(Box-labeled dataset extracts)

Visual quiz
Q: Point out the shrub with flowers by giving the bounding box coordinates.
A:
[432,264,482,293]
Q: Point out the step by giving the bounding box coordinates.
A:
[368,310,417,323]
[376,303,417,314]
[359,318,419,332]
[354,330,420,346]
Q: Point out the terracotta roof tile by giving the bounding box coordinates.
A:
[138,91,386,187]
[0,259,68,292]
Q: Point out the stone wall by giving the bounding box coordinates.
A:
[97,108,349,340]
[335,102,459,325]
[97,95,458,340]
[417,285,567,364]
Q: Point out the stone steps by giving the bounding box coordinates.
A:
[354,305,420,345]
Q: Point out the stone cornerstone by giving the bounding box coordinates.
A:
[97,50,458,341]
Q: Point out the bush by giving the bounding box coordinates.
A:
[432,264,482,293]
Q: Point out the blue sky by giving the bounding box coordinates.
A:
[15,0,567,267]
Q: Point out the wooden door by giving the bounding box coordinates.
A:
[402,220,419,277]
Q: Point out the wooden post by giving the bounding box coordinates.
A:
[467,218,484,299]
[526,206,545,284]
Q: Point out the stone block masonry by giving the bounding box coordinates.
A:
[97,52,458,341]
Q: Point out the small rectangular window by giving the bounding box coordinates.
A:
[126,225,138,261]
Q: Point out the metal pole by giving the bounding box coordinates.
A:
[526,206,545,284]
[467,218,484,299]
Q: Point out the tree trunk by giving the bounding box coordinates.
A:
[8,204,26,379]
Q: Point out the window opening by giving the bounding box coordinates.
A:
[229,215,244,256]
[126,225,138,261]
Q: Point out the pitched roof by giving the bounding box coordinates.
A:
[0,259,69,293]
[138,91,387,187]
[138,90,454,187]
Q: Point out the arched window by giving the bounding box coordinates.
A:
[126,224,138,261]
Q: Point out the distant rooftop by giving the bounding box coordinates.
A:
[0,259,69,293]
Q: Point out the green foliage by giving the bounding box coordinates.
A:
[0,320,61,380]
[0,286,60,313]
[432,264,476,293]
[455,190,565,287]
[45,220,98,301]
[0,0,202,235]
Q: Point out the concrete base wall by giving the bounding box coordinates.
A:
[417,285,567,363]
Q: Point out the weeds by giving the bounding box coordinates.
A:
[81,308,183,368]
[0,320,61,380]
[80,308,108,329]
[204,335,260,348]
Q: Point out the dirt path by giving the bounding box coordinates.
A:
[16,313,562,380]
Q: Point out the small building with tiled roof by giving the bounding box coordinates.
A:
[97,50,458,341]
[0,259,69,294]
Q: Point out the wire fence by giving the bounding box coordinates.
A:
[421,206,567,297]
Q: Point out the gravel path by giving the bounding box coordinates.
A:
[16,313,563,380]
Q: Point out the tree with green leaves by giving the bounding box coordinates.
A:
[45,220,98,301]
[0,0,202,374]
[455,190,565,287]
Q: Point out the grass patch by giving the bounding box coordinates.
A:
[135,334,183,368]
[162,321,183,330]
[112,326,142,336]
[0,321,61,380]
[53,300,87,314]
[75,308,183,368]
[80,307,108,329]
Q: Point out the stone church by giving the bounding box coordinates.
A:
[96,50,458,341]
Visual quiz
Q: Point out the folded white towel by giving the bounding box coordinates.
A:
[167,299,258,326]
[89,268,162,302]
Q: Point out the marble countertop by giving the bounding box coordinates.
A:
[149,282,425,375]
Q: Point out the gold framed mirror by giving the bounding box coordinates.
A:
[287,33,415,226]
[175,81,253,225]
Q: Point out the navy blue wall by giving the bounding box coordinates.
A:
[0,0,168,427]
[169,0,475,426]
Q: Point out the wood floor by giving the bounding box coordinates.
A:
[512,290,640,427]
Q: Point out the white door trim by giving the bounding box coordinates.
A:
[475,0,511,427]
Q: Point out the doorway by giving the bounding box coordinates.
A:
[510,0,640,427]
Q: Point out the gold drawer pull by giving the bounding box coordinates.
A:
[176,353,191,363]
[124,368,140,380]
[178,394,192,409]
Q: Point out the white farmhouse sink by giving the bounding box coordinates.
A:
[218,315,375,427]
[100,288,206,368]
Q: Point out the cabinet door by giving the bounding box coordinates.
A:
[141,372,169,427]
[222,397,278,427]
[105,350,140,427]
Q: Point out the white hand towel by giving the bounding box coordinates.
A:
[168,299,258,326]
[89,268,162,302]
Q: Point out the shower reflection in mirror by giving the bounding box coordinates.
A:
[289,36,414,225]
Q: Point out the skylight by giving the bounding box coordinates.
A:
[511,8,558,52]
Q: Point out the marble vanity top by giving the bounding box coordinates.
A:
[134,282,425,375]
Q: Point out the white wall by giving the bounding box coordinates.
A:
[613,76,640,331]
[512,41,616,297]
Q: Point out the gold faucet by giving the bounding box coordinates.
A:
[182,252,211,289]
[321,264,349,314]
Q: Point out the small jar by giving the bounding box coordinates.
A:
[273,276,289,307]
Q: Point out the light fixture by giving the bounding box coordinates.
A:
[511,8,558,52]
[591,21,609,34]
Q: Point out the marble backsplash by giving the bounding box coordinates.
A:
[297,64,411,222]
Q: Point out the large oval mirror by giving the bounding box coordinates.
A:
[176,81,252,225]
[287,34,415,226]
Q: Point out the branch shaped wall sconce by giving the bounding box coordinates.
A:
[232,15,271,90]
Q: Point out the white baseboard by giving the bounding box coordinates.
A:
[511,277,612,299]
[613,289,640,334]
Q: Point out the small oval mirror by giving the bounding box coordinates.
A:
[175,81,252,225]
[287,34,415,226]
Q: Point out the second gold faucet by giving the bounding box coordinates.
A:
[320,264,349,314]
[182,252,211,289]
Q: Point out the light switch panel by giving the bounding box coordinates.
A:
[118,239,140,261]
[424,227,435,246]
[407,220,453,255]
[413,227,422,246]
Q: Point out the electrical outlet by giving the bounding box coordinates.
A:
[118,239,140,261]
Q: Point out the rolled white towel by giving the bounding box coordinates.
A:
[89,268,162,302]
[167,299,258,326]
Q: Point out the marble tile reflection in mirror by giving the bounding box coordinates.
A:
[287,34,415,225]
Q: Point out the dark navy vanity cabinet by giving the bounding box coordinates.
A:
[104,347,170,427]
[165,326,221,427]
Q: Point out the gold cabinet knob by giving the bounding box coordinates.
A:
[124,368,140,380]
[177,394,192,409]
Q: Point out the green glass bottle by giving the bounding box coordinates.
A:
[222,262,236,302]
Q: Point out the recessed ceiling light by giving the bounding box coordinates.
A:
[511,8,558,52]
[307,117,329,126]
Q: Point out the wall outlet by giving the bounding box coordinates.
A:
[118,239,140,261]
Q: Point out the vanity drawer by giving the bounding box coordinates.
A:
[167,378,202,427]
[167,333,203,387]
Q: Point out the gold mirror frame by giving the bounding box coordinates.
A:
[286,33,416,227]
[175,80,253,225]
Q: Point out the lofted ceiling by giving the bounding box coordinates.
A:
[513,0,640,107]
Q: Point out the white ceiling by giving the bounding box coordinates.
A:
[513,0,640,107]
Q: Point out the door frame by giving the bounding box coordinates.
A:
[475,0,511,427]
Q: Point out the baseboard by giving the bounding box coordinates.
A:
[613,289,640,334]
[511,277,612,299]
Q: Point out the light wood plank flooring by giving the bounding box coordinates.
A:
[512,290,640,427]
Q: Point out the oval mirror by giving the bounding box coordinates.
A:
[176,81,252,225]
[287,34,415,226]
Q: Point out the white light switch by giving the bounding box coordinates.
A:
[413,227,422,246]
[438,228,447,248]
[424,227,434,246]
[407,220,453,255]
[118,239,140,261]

* * *

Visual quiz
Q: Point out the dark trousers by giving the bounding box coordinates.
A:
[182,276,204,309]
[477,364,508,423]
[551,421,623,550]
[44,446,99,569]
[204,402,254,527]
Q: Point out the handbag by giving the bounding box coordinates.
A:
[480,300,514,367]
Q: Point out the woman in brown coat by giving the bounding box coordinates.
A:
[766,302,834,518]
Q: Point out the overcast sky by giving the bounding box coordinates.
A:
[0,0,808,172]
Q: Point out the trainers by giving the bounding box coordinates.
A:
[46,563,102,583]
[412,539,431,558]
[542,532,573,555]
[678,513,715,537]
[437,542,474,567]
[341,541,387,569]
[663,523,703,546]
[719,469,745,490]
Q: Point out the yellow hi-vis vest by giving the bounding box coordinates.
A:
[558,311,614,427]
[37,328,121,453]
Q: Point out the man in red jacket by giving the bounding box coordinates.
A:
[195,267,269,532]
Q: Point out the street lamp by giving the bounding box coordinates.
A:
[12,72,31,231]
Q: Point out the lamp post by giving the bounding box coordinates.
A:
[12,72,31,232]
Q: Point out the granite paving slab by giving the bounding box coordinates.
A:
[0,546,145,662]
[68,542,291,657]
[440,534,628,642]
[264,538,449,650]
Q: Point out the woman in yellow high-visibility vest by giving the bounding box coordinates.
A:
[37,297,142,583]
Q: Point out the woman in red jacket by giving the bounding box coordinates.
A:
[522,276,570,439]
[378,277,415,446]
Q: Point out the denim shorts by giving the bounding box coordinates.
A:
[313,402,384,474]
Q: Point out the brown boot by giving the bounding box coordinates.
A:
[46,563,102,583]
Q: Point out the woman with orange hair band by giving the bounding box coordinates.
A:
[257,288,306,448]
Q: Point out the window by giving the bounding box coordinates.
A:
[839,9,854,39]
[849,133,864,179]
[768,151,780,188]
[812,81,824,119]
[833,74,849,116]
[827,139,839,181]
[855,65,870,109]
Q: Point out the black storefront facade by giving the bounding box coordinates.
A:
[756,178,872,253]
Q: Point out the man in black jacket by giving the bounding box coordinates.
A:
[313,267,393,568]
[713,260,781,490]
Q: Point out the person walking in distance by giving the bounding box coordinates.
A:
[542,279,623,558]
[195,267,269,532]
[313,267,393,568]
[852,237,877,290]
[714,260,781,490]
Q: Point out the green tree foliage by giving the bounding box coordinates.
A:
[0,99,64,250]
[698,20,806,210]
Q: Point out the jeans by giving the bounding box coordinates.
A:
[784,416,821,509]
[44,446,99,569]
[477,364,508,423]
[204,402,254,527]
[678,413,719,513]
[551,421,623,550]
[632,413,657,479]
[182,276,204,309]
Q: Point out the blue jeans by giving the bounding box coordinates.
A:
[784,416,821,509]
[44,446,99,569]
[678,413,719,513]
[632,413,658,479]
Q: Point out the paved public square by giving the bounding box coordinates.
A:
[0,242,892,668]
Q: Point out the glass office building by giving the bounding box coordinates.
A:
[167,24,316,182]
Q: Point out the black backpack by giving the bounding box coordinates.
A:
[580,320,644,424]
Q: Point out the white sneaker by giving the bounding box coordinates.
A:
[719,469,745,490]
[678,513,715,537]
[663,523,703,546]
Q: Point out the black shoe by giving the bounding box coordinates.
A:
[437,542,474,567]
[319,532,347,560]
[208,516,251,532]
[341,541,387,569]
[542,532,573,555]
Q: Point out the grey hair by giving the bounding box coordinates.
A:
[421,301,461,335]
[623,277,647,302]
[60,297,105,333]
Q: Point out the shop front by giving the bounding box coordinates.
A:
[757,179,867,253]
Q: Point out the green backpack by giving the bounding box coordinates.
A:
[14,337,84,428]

> _Task brief_
Turn the lines of data starting with the line containing "Q: Point out the weeds" and going on through the line containing "[16,313,562,380]" into a numbered list, skipping any blank lines.

> _Task response_
1. Q: Point out the weeds by giving the bounding box coordinates.
2. A:
3. [81,308,183,368]
4. [0,320,61,380]
5. [80,308,108,329]
6. [204,335,260,348]
7. Q: Point out the dirt path by giving the bounding box coordinates.
8. A:
9. [16,313,562,380]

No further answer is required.